── DATA SUPPLIED ──

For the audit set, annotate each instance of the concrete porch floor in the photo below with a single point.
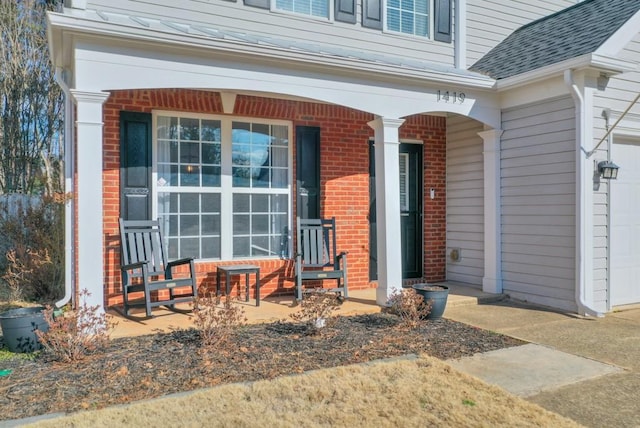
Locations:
(279, 308)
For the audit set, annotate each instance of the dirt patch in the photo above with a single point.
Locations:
(149, 366)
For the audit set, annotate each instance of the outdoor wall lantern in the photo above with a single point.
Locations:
(608, 170)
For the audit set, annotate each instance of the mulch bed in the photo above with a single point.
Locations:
(149, 366)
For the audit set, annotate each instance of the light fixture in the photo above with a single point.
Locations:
(608, 170)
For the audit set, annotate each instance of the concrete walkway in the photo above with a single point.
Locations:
(586, 369)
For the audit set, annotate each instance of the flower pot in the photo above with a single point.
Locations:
(437, 294)
(19, 326)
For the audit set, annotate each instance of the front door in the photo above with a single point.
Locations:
(410, 211)
(135, 165)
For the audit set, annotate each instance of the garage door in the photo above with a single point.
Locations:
(625, 224)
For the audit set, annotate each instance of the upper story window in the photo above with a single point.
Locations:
(409, 16)
(319, 8)
(424, 18)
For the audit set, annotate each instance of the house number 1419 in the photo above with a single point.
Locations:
(451, 97)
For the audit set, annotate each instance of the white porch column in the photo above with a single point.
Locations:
(386, 147)
(492, 280)
(90, 266)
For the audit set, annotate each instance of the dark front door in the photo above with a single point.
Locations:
(410, 212)
(308, 171)
(135, 166)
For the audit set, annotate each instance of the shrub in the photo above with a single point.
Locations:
(33, 241)
(216, 320)
(409, 306)
(75, 333)
(317, 310)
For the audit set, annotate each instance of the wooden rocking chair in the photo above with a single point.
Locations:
(145, 269)
(316, 257)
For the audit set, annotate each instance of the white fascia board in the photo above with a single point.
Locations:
(78, 25)
(604, 63)
(614, 44)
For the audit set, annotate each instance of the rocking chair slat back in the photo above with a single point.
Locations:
(145, 269)
(143, 244)
(317, 257)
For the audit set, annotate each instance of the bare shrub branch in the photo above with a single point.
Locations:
(216, 321)
(409, 306)
(77, 332)
(317, 310)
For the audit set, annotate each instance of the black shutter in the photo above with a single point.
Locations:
(264, 4)
(372, 14)
(442, 30)
(345, 11)
(135, 166)
(308, 171)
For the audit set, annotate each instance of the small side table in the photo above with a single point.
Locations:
(228, 271)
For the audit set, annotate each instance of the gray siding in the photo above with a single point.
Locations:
(620, 91)
(491, 21)
(235, 16)
(538, 203)
(465, 199)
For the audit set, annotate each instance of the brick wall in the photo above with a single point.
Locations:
(344, 178)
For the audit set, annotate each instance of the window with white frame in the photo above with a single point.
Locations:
(223, 186)
(318, 8)
(409, 16)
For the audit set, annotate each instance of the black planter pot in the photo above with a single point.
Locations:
(19, 326)
(437, 294)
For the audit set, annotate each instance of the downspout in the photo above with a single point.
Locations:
(68, 189)
(581, 266)
(606, 114)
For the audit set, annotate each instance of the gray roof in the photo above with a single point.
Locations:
(572, 32)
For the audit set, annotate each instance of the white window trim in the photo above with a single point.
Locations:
(431, 18)
(226, 188)
(274, 9)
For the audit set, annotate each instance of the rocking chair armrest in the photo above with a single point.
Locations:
(136, 265)
(179, 262)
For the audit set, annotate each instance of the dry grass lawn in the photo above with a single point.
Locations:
(422, 392)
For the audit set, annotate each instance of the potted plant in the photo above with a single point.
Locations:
(437, 294)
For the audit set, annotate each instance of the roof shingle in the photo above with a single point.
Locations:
(569, 33)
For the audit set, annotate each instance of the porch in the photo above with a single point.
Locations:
(279, 308)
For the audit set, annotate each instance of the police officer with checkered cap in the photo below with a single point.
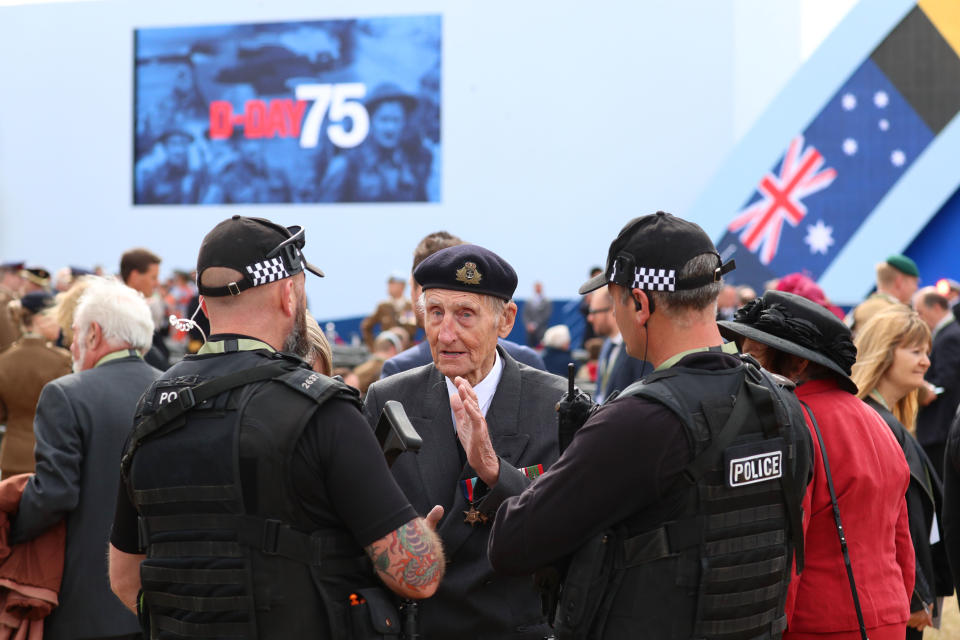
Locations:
(252, 485)
(681, 496)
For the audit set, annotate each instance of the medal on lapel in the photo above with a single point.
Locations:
(473, 517)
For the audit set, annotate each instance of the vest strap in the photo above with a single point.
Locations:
(736, 625)
(194, 549)
(189, 397)
(746, 571)
(756, 596)
(332, 553)
(745, 543)
(201, 604)
(202, 493)
(192, 576)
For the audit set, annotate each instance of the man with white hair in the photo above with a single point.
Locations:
(489, 426)
(81, 422)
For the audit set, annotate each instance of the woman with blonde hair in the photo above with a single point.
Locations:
(892, 358)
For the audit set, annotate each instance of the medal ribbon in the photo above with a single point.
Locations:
(469, 486)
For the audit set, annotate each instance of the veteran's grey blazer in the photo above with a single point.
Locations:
(472, 601)
(81, 424)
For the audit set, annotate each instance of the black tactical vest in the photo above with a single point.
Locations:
(712, 559)
(230, 551)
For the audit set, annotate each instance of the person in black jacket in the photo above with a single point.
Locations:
(941, 396)
(892, 359)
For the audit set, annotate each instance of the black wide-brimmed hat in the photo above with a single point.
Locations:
(800, 327)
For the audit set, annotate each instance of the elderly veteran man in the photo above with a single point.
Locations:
(80, 425)
(488, 426)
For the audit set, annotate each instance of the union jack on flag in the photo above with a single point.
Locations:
(800, 176)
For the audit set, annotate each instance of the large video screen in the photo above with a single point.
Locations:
(287, 112)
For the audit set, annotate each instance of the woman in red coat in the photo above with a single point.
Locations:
(804, 342)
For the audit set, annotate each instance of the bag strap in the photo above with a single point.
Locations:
(836, 517)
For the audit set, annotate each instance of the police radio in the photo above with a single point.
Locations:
(397, 435)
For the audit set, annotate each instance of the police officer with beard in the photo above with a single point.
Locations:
(252, 485)
(679, 500)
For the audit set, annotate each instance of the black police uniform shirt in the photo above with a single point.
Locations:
(623, 460)
(337, 472)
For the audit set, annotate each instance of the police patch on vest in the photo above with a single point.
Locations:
(754, 462)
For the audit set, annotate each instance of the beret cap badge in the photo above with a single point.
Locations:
(468, 273)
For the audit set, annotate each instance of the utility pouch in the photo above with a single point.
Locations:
(373, 615)
(584, 587)
(143, 616)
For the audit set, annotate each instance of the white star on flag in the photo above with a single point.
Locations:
(819, 237)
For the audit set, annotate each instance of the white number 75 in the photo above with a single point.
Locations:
(342, 102)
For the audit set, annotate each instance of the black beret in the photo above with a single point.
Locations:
(467, 267)
(36, 301)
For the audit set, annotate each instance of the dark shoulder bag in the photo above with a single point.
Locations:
(836, 518)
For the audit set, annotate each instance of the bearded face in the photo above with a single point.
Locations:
(298, 341)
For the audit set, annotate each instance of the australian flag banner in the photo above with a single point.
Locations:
(833, 174)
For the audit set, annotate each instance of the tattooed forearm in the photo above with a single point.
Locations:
(409, 560)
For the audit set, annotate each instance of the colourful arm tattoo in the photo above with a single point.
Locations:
(409, 560)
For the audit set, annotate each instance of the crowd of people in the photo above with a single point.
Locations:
(745, 465)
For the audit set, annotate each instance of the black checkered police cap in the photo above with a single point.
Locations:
(261, 250)
(651, 250)
(467, 267)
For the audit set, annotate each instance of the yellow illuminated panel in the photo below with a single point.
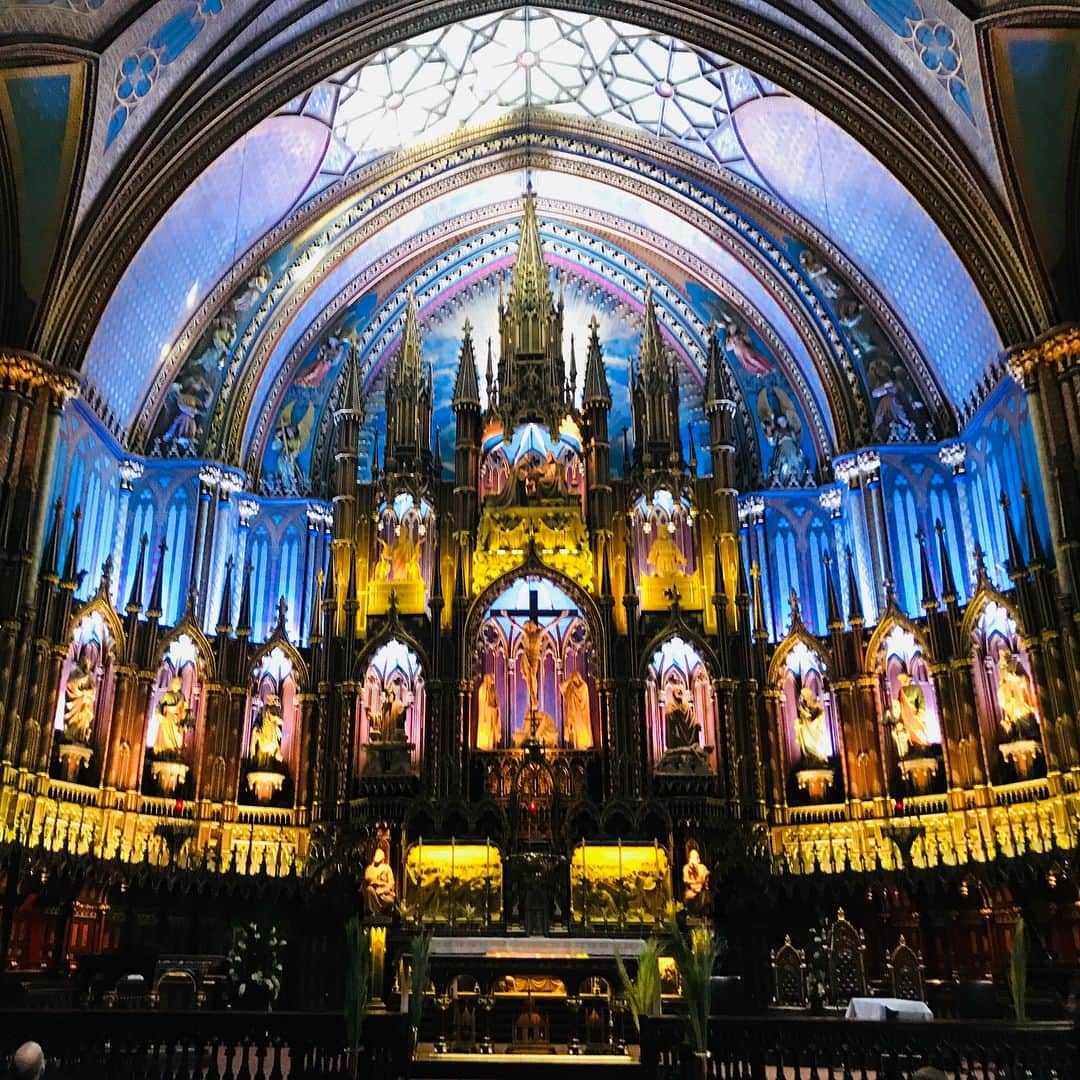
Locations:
(453, 883)
(619, 885)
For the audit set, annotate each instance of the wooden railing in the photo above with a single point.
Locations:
(754, 1048)
(123, 1044)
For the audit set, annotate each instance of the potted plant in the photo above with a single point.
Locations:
(255, 966)
(1017, 972)
(694, 954)
(817, 956)
(358, 987)
(643, 990)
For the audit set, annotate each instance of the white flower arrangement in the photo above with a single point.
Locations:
(255, 960)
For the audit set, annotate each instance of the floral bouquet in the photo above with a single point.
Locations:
(255, 964)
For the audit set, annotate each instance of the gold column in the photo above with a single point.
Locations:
(1027, 364)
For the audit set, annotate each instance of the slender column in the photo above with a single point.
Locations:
(246, 509)
(130, 471)
(208, 478)
(1026, 364)
(832, 500)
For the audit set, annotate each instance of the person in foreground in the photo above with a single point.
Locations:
(28, 1062)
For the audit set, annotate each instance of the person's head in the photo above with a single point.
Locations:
(28, 1063)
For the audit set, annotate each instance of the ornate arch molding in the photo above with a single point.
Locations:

───

* _INSTRUCTIONS FOR THE TASK_
Every line from the one containing "For the audit set, annotate each instance of the wooden railing" through the end of the data must be repeated exactly, and no other line.

* _RESPONSE_
For the audit set, annotate each instance of the wooden railing in the photo above with a single point.
Locations:
(754, 1048)
(123, 1044)
For the audit set, annotate each instance of the potted plant in the photo above with a single point.
Locations:
(255, 966)
(1017, 972)
(694, 954)
(817, 956)
(358, 987)
(643, 990)
For the audit set, annotate each instance of the white flower arrangement in the photo above with a single point.
Locations:
(255, 960)
For the audit set, annotate each instance of the floral bouquet in the photo above with a single point.
Locations:
(255, 964)
For the audit set, annotate each instance of the gold column in the photo above with a single point.
Locations:
(1027, 364)
For the audit set, annotate each instance of the slender column in the photo above with a single point.
Locations:
(246, 509)
(130, 471)
(208, 478)
(1026, 364)
(832, 500)
For the audit set, annotate each instance of the person in foreground in the photo above with a single point.
Locations:
(28, 1062)
For the audit set, annotate each instance of the person's head in the photo above with a single point.
Locations:
(28, 1063)
For the audit set, annotate each instance of the ornate arch molding in the photo above with a single point.
Locations:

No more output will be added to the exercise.